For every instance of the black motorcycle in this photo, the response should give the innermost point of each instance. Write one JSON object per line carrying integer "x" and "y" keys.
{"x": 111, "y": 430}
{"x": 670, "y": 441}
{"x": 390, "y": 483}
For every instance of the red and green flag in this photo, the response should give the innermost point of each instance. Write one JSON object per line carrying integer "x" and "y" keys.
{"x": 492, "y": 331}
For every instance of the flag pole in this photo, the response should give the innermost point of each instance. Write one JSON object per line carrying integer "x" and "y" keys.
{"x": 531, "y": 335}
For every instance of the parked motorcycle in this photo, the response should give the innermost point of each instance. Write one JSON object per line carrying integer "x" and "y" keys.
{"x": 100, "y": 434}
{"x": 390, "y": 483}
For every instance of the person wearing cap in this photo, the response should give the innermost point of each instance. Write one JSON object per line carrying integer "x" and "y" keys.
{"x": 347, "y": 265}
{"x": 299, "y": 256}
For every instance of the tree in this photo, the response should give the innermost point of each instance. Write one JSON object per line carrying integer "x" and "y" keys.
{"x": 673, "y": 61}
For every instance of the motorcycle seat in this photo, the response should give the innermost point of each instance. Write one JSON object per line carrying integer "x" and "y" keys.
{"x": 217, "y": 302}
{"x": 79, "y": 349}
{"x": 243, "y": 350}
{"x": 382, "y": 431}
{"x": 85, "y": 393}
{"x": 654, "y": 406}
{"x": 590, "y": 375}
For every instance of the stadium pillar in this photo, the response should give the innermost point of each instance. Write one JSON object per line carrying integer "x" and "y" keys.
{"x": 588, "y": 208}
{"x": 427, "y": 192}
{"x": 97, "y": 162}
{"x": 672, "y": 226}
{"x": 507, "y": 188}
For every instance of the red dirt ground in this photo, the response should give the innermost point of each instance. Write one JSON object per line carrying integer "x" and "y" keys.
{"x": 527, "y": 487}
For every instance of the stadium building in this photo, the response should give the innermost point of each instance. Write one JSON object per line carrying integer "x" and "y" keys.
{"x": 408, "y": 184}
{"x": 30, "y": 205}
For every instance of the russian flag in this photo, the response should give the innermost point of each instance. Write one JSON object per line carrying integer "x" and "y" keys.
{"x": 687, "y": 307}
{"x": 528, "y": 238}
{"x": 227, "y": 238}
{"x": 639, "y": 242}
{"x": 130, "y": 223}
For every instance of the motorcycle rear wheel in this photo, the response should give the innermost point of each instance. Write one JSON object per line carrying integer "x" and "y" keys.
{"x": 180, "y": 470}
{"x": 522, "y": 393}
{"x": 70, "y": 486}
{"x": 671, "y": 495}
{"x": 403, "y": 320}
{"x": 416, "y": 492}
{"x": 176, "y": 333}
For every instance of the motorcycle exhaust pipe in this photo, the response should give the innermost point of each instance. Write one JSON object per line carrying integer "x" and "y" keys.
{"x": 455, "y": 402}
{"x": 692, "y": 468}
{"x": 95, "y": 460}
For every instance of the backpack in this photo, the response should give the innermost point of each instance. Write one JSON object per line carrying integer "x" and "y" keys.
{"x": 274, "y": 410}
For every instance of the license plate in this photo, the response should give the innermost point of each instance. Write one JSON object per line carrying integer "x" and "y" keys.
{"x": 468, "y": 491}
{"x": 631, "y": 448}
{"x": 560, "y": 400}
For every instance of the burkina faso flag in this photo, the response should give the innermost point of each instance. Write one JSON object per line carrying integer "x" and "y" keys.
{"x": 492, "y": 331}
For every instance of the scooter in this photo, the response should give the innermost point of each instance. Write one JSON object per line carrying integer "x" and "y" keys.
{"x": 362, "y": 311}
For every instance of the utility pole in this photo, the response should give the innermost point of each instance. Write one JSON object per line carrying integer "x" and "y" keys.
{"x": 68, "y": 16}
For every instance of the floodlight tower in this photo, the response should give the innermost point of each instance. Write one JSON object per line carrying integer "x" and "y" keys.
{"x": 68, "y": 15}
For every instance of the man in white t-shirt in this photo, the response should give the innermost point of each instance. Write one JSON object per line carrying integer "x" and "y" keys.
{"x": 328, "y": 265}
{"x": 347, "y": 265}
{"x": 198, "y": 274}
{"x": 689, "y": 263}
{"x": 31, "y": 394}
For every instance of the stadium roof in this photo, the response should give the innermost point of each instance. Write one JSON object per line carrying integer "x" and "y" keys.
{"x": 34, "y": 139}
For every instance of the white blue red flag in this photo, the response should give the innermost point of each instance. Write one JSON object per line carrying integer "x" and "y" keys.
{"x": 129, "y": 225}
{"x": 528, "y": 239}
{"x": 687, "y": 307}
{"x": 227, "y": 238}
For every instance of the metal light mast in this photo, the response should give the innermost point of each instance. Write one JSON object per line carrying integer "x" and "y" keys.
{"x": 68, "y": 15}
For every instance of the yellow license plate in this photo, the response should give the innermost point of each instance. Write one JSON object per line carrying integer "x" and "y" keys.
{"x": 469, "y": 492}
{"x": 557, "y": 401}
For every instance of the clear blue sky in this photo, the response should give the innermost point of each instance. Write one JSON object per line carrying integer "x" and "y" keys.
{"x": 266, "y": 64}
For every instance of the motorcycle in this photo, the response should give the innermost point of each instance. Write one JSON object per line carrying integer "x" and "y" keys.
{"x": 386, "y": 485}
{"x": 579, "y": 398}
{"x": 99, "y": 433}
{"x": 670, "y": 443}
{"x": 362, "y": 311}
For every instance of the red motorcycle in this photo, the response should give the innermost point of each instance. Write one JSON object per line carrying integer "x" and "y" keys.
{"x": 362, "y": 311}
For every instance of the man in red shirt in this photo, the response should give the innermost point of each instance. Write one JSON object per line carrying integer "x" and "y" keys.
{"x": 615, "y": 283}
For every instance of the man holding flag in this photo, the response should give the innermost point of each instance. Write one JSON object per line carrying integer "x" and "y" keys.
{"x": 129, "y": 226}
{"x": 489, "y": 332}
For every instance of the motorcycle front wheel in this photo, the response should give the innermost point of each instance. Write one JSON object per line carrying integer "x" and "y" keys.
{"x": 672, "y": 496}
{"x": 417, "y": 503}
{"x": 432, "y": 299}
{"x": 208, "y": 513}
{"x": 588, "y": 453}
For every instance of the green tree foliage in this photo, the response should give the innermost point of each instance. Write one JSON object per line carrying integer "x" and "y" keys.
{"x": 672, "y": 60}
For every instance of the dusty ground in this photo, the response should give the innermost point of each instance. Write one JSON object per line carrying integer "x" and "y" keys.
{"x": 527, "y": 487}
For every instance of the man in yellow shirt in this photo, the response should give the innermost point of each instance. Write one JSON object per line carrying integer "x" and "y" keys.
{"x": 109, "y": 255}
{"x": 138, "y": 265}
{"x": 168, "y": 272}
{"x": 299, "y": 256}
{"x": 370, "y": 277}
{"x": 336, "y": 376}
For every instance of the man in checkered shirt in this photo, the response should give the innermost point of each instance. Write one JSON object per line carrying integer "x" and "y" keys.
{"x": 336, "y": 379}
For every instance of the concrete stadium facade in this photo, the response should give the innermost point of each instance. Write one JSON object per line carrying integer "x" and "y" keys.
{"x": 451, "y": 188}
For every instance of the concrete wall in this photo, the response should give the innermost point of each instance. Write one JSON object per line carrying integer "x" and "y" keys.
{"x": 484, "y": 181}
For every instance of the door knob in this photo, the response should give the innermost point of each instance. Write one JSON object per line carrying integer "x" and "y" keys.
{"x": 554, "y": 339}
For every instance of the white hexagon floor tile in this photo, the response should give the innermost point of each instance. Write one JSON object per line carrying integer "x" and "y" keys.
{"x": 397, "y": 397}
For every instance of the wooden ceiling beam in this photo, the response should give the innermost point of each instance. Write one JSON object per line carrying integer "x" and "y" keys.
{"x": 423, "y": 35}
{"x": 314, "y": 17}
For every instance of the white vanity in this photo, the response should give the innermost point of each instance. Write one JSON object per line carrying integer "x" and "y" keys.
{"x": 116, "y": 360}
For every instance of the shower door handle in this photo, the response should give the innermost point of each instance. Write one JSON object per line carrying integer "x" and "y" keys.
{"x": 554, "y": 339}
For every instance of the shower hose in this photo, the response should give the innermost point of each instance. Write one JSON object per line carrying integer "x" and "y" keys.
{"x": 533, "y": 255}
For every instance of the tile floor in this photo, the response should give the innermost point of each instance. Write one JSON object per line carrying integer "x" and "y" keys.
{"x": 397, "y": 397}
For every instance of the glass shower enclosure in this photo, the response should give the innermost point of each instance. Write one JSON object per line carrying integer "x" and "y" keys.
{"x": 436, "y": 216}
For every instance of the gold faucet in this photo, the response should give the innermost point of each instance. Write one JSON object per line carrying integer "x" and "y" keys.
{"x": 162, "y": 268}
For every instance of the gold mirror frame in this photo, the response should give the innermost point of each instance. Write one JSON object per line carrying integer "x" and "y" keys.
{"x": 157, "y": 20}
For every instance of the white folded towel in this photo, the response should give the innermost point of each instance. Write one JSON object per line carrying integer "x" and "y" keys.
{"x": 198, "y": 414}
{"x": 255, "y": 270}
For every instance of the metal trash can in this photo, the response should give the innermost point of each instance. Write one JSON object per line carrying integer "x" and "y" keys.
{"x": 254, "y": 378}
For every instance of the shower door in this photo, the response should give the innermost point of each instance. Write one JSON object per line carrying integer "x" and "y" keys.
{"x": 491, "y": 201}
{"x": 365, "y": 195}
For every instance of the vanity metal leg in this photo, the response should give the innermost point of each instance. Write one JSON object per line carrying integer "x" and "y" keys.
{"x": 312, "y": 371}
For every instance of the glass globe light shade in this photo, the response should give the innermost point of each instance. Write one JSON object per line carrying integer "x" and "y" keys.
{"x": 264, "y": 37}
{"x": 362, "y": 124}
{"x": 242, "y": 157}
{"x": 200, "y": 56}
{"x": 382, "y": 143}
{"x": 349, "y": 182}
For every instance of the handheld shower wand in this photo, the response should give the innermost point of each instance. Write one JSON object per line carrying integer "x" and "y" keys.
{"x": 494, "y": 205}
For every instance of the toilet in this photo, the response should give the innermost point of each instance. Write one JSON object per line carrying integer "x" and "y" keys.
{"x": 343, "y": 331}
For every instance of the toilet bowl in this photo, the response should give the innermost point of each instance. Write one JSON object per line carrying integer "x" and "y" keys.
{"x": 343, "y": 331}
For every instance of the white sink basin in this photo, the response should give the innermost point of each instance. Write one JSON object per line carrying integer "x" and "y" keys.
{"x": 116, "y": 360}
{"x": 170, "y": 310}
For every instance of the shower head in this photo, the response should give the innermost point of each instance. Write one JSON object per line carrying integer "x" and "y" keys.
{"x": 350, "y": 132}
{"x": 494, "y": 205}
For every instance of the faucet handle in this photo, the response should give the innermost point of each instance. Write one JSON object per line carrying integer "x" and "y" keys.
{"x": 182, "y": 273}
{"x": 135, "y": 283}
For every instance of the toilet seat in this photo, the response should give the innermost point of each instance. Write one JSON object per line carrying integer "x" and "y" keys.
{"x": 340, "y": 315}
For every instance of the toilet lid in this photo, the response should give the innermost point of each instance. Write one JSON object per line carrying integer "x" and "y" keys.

• • • • •

- **EXERCISE AIM**: Reproduce, exactly and with nothing added, the lines from the one that includes "For every instance of the toilet in" through the last line of the material.

- **THE ANSWER**:
For every instance of the toilet in this photo, the response should give the innermost point of each instance. Write one JSON object per line carrying integer "x" and "y" keys.
{"x": 343, "y": 331}
For every instance of the toilet bowl in this photo, the response should give the innermost point of each instance. Write one JSON object per line carrying integer "x" and "y" keys.
{"x": 343, "y": 331}
For every instance of the white sink basin in this photo, the response should give the innermost point of each instance. Write one JSON object per line carrying integer "x" and "y" keys.
{"x": 116, "y": 360}
{"x": 170, "y": 310}
For every instance of the shower head in this photo, the response should give the innermost point of each instance. Write one JSON object per line carrying integer "x" and "y" keys.
{"x": 350, "y": 132}
{"x": 494, "y": 205}
For every instance of the faucet handle in this photo, the response should give the innermost point of each instance. Write one JSON object per line carrying integer "x" and "y" keys.
{"x": 182, "y": 273}
{"x": 135, "y": 283}
For every instance of the toilet seat in this photo, the response should give the innermost point of each instance. Write one JSON object per line carrying integer "x" and "y" keys.
{"x": 340, "y": 315}
For every instance of the toilet lid in this photo, the response should give the innermost point of each instance. Write one JSON object per line carrying integer "x" and "y" keys.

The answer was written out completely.